Nature, by proxy, is also unknowable
Talk of God and whirlwinds leads us to the second point - God is often identified with natural phenomena and, therefore, what we learn about God we can also apply to our understanding of ’nature’.
There were many readings that I came across that identified God’s will with forces of nature, especially destructive forces of nature. Most of these people will be familiar with - plagues, floods, droughts, and so on.
But, God’s will was identified with /regenerative/ forces of nature too. For example, in Isiah 55 the word of God is likened to the rain and snow which water the earth and provide food for people. It also brings order/harmony to nature:
Instead of the thornbush will grow the juniper,
and instead of briers the myrtle will grow. \
I listened to some talks about horticultural societies recently, so it’s also not surprising that I read into the first book of the bible in that vein (the story of the Fall is one of those stories that can mean so many things). Anyway, we can read it as a narrative about the movement from a horticultural, garden-based civilization to an agricultural, ‘scientific’ civilisation. Agricultural society, then, would be a kind of punishment, with the sin being ‘knowledge’.
Cursed is the ground because of you;
through painful toil you will eat food from it
all the days of your life.
It will produce thorns and thistles for you,
and you will eat the plants of the field.
By the sweat of your brow
you will eat your food
until you return to the ground,
since from it you were taken;
for dust you are
and to dust you will return. \
- Genesis: 3: 17-19
Isn’t the above a kind of premonition about agricultural, industrial society? We work harder for our food. We transform the land into wasteland through overfarming (“It will produce thorns and thistles for you”). In the end, we become what we live off - dust. Those final lines, in particular, conjure up images of the dustbowl drought, and the harms of industrialisation.
So, we have recurring ’threats’ from God, if you sin your city will be destroyed by floods, your knowledge leads to cursed land, and so on. What is the solution? Well, similar to the section above, there is no ‘solution’ really, only faith. In this case, though, our faith would be placed in nature. We would have to bow down before the environment and obey its will. Climate gives and takes away. Nature, which has the power to destroy, also has the power to regenerate:
This is what the Lord says—
he who made a way through the sea,
a path through the mighty waters,
who drew out the chariots and horses,
the army and reinforcements together,
and they lay there, never to rise again,
extinguished, snuffed out like a wick:
“Forget the former things;
do not dwell on the past.

• Assignment:
Please repeat the passage on God and nature word for word, starting at "Nature, by proxy, is" and ending at "droughts, and so on.".

• Data section:
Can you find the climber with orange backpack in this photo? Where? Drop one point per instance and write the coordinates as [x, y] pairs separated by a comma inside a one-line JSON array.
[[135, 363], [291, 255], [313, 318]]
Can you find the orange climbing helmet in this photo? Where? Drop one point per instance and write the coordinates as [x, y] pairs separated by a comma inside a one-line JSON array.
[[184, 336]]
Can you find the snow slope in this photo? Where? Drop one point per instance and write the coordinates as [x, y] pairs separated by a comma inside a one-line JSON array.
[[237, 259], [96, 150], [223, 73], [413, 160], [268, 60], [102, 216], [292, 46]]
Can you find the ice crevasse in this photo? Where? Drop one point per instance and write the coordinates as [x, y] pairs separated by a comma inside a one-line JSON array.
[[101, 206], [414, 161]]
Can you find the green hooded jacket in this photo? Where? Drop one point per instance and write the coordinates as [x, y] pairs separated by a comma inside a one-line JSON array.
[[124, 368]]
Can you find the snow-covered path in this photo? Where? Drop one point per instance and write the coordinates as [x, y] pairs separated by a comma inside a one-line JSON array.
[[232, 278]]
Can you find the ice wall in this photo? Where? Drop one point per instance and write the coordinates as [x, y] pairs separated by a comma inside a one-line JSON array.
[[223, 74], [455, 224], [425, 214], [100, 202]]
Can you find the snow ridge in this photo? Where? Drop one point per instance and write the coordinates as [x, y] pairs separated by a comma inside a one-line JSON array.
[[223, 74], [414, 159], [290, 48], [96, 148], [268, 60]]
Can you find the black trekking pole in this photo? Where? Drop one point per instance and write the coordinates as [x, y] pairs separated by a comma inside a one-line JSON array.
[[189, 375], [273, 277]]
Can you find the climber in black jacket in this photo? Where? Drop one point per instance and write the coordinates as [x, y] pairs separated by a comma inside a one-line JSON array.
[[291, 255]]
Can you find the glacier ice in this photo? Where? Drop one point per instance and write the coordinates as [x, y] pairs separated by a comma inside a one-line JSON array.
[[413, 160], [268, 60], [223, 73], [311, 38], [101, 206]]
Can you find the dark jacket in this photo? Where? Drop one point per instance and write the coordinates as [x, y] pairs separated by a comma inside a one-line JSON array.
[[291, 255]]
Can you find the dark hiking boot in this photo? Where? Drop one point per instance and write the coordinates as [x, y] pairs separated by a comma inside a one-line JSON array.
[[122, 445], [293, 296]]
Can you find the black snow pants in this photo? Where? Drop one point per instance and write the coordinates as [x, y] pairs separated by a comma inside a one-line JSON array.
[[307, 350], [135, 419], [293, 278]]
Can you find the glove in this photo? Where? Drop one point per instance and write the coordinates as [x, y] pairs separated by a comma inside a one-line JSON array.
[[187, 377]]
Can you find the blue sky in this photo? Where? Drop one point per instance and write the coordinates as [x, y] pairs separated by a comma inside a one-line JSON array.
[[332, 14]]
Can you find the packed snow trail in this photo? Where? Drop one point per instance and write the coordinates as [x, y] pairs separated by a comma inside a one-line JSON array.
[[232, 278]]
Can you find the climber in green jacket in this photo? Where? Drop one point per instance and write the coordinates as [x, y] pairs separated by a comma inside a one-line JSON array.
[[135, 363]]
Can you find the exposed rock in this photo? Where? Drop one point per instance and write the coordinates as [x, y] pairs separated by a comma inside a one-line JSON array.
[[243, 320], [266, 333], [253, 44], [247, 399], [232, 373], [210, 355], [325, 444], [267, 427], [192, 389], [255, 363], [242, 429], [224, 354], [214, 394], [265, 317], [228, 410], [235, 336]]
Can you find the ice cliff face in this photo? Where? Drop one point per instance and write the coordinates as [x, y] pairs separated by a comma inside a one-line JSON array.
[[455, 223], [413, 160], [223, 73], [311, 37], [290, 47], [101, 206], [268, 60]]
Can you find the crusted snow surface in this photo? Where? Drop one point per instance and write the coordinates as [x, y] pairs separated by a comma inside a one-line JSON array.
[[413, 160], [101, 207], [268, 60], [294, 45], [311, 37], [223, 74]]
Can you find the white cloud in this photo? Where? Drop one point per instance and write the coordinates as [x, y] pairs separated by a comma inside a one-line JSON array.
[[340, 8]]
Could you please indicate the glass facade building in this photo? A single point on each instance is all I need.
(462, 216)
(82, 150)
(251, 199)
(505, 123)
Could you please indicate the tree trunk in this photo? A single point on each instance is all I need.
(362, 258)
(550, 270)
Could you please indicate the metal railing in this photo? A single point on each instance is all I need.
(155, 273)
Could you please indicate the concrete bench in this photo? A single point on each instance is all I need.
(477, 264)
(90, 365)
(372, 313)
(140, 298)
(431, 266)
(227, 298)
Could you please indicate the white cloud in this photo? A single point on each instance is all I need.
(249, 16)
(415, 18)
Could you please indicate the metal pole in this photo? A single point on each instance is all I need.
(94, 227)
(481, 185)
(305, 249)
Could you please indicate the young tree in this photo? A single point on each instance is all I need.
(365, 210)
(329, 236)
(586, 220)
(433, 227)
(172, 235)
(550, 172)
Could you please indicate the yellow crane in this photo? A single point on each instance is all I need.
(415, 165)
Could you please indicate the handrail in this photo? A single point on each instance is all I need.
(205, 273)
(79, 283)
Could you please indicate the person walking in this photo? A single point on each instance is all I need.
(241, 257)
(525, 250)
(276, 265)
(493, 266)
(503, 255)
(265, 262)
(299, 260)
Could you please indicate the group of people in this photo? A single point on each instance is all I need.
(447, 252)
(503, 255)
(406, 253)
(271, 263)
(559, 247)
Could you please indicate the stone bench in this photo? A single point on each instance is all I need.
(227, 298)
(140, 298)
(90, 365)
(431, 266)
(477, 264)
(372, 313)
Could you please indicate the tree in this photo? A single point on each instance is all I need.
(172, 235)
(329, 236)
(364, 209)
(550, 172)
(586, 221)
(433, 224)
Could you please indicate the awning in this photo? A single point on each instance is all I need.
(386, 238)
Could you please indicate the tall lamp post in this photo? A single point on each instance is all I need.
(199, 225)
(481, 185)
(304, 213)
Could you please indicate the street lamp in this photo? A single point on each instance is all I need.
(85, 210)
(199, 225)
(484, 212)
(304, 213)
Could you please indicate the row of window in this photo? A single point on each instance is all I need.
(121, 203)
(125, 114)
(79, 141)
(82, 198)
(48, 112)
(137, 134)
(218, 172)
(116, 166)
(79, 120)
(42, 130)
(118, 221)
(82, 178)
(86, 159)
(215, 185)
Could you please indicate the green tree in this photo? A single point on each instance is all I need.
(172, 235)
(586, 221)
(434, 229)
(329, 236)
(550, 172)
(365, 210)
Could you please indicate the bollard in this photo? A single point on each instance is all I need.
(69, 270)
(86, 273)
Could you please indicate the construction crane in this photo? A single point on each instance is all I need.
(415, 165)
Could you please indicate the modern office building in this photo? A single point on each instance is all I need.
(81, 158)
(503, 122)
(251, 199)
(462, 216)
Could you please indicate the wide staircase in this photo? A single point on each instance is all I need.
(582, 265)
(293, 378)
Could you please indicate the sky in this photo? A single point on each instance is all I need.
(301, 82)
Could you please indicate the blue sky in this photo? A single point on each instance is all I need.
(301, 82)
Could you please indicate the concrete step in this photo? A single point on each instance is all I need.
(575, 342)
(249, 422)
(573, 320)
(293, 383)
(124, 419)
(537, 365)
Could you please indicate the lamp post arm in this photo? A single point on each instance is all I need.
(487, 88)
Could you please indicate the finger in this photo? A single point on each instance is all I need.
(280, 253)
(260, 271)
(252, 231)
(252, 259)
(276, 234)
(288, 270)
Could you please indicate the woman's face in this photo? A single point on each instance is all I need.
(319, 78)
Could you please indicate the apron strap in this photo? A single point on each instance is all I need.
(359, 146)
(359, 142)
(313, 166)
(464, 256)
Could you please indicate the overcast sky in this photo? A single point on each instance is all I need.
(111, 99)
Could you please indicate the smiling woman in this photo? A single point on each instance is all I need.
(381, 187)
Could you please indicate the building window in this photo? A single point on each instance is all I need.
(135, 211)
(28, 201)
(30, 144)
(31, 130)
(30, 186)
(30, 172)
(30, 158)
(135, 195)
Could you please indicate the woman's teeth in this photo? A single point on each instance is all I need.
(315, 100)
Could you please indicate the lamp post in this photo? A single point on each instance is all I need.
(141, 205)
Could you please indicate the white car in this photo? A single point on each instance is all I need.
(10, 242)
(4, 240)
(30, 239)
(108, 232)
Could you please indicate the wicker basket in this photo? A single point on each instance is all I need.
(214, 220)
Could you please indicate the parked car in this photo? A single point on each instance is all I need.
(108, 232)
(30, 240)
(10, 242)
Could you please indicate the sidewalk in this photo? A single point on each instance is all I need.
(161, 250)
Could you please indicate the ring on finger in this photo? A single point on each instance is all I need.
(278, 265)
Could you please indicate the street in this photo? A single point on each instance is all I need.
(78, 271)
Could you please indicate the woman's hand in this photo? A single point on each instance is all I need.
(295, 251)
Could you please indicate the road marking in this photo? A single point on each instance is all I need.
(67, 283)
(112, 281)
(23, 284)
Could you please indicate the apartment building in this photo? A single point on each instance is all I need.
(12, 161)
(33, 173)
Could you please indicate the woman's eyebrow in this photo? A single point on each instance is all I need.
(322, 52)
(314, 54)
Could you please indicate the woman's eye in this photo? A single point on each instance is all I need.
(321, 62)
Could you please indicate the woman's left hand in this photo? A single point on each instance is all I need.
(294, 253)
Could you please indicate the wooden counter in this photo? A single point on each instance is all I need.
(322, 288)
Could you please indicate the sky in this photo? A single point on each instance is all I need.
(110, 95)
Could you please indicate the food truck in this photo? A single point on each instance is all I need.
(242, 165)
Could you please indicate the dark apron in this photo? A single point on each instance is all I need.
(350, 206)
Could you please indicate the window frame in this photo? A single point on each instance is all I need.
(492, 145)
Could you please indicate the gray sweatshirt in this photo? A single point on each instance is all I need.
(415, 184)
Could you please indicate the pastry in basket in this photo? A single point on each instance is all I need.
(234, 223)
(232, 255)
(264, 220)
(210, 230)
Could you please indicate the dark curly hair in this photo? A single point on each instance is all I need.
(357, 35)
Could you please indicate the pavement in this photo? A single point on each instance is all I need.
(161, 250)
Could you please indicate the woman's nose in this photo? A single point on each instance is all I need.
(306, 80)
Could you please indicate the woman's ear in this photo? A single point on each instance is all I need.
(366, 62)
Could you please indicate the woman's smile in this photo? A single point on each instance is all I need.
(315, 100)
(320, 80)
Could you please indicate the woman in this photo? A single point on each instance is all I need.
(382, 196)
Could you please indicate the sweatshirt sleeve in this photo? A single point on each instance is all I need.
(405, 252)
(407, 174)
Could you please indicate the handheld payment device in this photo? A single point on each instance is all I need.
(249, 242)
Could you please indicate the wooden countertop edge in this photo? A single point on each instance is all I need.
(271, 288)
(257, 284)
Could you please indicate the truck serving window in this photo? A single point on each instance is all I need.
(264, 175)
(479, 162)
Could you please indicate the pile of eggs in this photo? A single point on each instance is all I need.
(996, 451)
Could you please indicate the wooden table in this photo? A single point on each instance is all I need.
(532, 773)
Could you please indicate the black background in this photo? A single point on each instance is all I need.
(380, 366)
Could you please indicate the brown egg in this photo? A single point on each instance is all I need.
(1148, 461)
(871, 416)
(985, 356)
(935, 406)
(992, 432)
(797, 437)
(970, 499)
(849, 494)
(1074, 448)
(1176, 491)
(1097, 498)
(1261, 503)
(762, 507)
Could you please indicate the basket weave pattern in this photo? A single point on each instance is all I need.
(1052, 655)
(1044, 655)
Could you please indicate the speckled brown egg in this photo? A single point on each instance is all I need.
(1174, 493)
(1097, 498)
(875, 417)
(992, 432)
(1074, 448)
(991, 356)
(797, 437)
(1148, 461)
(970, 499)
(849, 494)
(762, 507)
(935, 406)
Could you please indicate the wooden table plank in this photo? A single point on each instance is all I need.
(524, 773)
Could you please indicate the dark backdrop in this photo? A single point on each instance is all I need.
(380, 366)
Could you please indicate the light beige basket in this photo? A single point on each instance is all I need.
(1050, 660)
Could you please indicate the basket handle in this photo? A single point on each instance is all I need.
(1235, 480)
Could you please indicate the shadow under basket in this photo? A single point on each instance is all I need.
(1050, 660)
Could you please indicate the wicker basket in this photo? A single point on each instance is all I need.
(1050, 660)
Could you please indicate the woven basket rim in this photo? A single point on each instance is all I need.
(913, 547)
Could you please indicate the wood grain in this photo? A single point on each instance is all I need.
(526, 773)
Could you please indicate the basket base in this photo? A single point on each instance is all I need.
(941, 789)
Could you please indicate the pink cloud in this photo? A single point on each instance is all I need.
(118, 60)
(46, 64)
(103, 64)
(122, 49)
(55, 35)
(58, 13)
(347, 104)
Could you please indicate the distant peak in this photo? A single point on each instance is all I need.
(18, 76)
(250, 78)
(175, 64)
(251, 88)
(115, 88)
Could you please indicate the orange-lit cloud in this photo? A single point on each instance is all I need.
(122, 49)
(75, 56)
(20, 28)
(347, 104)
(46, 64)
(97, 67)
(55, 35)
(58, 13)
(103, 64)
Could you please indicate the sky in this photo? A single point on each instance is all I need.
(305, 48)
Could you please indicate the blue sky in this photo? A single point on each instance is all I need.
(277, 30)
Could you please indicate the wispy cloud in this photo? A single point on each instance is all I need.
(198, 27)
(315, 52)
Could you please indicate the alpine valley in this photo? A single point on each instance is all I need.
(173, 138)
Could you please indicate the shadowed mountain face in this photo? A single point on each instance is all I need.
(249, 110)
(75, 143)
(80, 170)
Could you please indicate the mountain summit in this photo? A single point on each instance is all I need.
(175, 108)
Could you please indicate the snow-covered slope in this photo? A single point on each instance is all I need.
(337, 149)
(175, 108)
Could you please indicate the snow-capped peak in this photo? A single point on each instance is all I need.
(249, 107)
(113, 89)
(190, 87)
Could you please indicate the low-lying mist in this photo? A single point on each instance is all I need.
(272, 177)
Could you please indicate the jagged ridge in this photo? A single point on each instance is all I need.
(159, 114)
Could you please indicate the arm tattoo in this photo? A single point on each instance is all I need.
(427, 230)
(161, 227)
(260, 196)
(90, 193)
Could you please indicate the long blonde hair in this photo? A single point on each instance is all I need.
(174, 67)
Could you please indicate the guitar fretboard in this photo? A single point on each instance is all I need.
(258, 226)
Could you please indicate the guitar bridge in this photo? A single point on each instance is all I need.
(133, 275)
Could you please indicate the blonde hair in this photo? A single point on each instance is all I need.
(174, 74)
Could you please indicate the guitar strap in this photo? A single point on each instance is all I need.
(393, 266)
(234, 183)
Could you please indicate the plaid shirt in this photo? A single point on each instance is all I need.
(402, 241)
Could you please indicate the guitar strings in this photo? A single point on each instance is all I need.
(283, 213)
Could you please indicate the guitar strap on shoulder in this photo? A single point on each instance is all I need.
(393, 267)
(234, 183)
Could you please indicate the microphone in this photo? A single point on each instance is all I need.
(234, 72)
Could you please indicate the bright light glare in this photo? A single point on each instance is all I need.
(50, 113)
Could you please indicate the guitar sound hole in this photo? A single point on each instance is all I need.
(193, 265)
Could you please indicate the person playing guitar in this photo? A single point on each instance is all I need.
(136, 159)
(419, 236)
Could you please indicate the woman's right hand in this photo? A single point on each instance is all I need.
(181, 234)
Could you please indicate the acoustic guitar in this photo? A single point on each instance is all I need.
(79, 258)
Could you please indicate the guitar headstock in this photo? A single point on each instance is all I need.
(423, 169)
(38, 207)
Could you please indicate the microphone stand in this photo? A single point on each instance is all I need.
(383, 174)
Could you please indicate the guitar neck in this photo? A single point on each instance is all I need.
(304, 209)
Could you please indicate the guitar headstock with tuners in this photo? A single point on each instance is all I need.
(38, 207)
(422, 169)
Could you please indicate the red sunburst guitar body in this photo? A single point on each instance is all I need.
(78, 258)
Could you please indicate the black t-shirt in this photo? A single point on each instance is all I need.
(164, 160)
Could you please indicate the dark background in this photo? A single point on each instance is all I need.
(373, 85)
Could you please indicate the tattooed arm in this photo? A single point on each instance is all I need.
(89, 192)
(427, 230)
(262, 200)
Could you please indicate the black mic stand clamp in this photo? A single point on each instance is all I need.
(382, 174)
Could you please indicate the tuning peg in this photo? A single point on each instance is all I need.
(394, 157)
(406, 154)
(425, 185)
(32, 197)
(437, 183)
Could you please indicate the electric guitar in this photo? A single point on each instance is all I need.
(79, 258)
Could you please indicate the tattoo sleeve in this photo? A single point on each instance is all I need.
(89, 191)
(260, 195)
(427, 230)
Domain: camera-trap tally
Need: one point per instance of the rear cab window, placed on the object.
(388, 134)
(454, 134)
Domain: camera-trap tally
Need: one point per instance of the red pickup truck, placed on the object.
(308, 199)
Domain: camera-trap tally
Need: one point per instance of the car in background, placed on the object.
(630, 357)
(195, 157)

• Answer for this exercise:
Nature, by proxy, is also unknowable
Talk of God and whirlwinds leads us to the second point - God is often identified with natural phenomena and, therefore, what we learn about God we can also apply to our understanding of ’nature’.
There were many readings that I came across that identified God’s will with forces of nature, especially destructive forces of nature. Most of these people will be familiar with - plagues, floods, droughts, and so on.